EXTRACT PROVIDED START
For example, a commander might contact them with a problem along these lines: How do I help my staff members — who are highly trained at flying aircraft or fighting ships – integrate the new field of information warfare operations into their expertise?

The group would make an assessment. Do they put together a team of experts and send them to the commander’s staff for a week-long workshop on that topic? That’s a very likely answer, Meehan and Griffin said.

The broader response to that kind of query has been a series of fleet-oriented classes offered throughout the year on campus, focused on incorporating information warfare into the fight.

“We’re allowed that kind of freedom of thought with a very scientifically heavy subject,” Meehan said. “Being able to do that in an academic environment, I think, is not duplicated anywhere in the fleet.”

Rochefort is not a research group, Griffin said. It doesn’t have students assigned to it, and its members don’t conduct much academic-style research.

The college coined a new term for it: advanced warfighting group.
EXTRACT PROVIDED END
SOURCE INFORMATION START
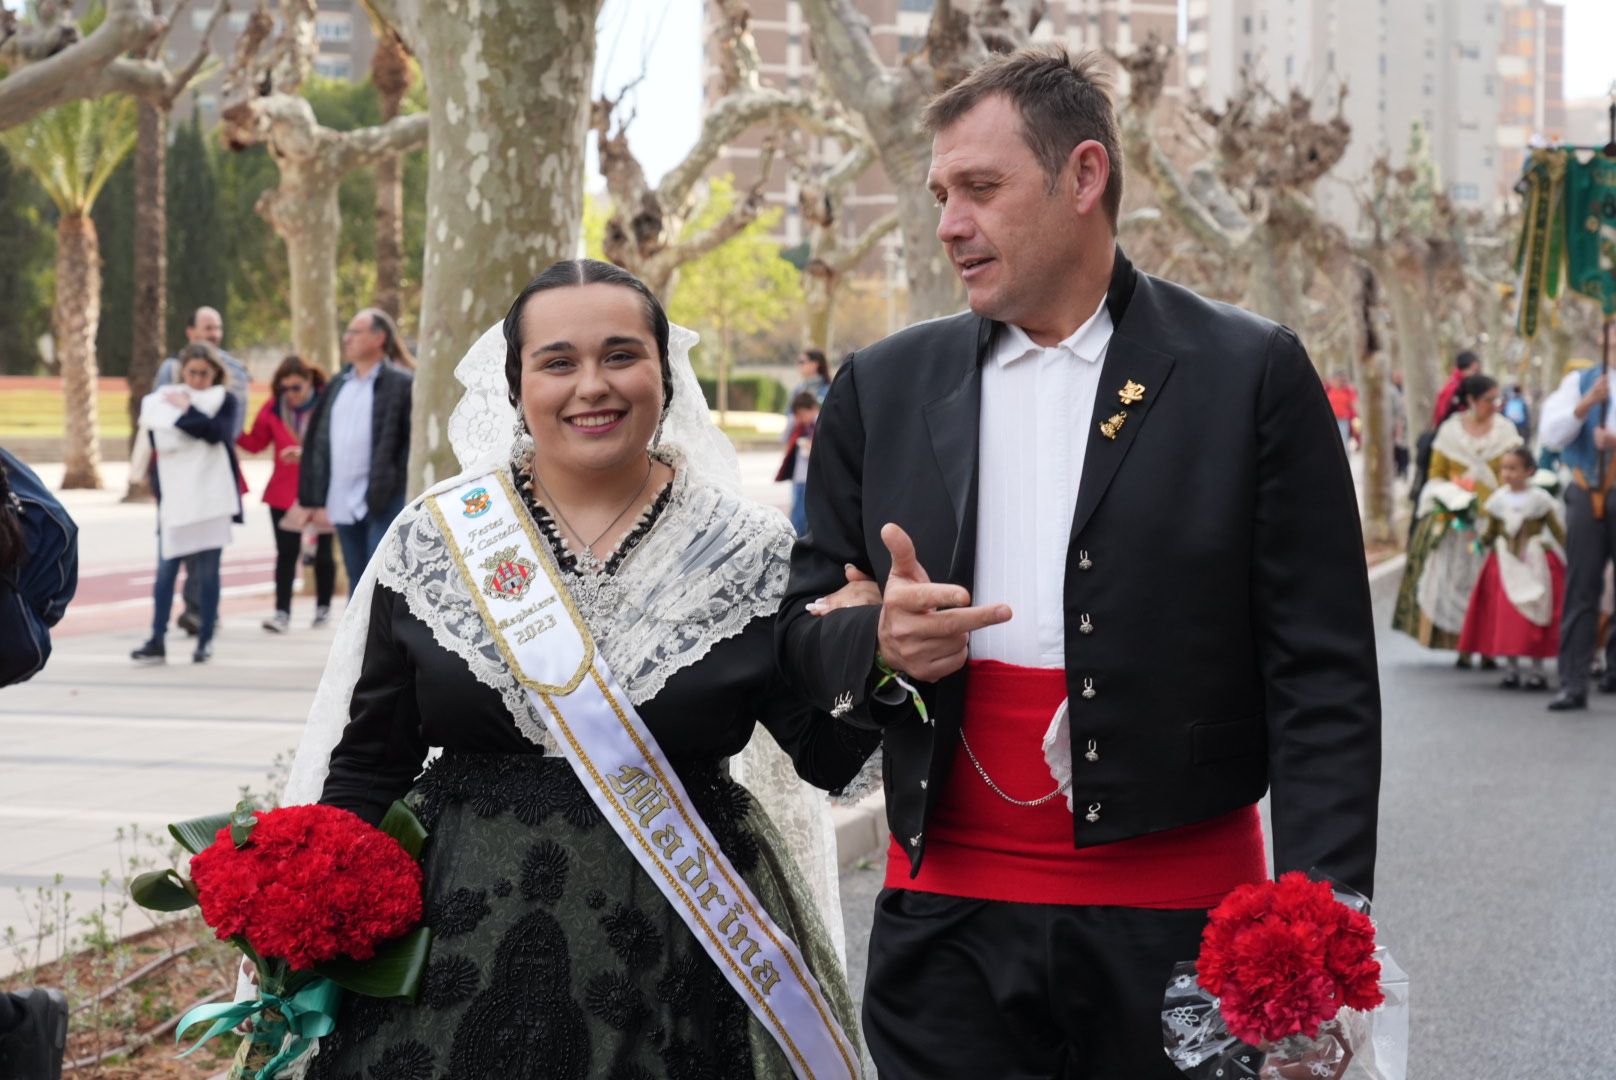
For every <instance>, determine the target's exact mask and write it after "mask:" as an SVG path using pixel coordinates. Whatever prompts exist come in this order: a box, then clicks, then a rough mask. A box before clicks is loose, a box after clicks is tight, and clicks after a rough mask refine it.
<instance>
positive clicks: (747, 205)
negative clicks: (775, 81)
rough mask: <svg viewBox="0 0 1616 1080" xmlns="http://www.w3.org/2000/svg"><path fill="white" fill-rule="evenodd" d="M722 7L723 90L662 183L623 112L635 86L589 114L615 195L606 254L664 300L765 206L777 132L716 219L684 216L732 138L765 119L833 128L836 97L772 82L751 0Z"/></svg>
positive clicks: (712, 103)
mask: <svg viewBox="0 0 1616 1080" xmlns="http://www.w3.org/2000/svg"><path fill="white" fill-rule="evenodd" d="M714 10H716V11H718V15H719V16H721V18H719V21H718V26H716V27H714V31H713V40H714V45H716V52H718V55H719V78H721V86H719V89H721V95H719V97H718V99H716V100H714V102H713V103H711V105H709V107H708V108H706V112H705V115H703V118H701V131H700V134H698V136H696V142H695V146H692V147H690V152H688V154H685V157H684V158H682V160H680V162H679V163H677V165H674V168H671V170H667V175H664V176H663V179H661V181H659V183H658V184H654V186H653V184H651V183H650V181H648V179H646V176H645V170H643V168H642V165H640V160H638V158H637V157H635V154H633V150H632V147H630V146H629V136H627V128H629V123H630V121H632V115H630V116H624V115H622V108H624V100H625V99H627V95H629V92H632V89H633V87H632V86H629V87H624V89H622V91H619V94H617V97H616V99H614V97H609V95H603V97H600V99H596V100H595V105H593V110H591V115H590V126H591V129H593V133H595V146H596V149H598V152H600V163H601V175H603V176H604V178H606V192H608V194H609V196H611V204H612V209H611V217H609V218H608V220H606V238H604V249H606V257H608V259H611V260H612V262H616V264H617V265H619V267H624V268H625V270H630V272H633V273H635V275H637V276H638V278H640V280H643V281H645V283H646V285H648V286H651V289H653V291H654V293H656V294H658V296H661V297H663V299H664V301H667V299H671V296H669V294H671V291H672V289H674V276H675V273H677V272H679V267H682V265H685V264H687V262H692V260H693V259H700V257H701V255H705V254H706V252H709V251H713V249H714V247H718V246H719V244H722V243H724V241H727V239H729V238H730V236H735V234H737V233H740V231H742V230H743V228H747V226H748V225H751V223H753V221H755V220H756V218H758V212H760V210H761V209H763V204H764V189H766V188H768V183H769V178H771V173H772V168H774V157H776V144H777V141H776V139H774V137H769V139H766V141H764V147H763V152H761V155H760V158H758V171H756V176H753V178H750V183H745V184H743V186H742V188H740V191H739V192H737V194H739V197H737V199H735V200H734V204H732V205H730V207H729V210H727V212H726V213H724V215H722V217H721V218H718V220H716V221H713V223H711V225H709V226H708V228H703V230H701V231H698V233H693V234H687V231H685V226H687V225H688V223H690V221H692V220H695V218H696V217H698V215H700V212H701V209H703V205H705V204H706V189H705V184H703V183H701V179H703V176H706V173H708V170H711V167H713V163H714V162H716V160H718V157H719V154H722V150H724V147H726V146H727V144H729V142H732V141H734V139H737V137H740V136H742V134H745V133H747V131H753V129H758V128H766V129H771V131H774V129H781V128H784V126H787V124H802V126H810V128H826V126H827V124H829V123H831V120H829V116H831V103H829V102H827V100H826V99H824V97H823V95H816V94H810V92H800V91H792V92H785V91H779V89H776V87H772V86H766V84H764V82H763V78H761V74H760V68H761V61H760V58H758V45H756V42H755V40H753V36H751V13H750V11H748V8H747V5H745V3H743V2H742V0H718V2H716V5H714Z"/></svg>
SOURCE INFORMATION END
SOURCE INFORMATION START
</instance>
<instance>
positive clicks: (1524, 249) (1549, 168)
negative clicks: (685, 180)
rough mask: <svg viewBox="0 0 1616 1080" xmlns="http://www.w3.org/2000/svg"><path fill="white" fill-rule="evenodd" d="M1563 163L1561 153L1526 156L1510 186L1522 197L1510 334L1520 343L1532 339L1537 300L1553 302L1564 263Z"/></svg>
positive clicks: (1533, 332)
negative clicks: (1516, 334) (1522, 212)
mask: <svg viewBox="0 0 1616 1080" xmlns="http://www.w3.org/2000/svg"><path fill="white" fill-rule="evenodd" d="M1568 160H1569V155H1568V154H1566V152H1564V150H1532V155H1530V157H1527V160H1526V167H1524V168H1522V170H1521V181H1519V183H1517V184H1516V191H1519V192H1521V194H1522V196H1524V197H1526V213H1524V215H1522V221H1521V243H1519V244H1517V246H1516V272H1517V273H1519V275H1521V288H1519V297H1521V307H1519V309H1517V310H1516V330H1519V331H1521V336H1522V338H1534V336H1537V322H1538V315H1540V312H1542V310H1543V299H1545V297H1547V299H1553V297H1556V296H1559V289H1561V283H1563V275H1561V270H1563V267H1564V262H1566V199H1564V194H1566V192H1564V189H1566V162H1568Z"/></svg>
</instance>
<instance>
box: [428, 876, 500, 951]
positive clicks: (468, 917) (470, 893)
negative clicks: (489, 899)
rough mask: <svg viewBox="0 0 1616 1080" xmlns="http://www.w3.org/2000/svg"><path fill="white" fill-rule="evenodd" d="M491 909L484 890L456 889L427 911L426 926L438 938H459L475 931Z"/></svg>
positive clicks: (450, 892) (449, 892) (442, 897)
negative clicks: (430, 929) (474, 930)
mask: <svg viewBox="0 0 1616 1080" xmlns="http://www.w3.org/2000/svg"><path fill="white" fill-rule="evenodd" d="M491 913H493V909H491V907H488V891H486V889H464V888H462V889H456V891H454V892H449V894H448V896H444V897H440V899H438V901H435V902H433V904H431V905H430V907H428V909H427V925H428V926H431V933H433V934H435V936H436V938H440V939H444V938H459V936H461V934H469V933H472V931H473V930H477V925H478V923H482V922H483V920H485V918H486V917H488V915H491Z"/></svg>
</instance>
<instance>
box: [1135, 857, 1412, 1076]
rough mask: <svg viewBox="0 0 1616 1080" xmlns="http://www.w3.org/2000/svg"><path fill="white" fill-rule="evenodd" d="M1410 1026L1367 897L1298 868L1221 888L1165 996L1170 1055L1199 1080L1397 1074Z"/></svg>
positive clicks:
SOURCE INFORMATION END
• WORK REQUIRED
Using the passage about the Rochefort group, decide whether each statement below agrees with it. Answer yes or no for each, and quote the words that decide it.
1. Rochefort has students assigned to it.
2. The college gave the group the name "advanced warfighting group."
3. The fleet-oriented classes on information warfare are held only once a year.

• EXERCISE ANSWER
1. No: "It doesn’t have students assigned to it"
2. Yes: "The college coined a new term for it: advanced warfighting group."
3. No: "a series of fleet-oriented classes offered throughout the year on campus"